PROBLEM DETAILS: Rewrite the records from the line with "fan blade in" up to and including the last line of the records, switching "closet door" to "wardrobe door" and leaving everything else unchanged.

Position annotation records
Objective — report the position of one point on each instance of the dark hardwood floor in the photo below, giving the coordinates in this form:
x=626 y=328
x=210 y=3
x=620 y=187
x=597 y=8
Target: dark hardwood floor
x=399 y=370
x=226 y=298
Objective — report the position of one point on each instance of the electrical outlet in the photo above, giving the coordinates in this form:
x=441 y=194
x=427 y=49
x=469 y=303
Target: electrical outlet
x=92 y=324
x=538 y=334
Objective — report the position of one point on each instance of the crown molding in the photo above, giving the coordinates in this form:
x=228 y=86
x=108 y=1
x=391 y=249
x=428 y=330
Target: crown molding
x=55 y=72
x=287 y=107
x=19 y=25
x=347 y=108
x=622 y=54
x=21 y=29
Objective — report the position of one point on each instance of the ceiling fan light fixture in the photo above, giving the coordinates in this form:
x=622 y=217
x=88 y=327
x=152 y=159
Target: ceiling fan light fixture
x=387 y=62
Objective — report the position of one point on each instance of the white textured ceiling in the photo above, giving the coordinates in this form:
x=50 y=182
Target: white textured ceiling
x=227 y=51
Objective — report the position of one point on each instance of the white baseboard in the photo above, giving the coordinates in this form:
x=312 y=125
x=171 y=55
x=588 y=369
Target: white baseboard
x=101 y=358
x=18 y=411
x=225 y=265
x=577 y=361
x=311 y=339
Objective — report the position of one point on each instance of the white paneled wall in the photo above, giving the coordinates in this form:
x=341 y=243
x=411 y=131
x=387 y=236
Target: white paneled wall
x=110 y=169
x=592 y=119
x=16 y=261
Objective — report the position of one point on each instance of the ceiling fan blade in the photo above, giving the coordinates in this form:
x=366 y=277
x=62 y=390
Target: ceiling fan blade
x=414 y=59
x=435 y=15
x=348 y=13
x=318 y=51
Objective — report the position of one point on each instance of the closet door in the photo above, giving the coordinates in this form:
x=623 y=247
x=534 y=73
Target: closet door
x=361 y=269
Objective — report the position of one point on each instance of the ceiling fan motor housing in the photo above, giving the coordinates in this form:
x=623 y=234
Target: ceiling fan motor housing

COMPLETED EXERCISE:
Objective — report the position of one point on each instance of the ceiling fan blade in the photo above, giving the coordinates in this form:
x=366 y=277
x=62 y=390
Target: ceiling fan blade
x=414 y=59
x=435 y=15
x=348 y=13
x=318 y=51
Objective — report the position of one point on each instance of the wardrobe door in the photo above, giving the coordinates in this form:
x=623 y=247
x=534 y=73
Target: wardrobe door
x=361 y=269
Objective — report the position of one point on each instance of the ceiling fan motor housing in the photo above, giving the coordinates in this form:
x=623 y=234
Target: ceiling fan motor housing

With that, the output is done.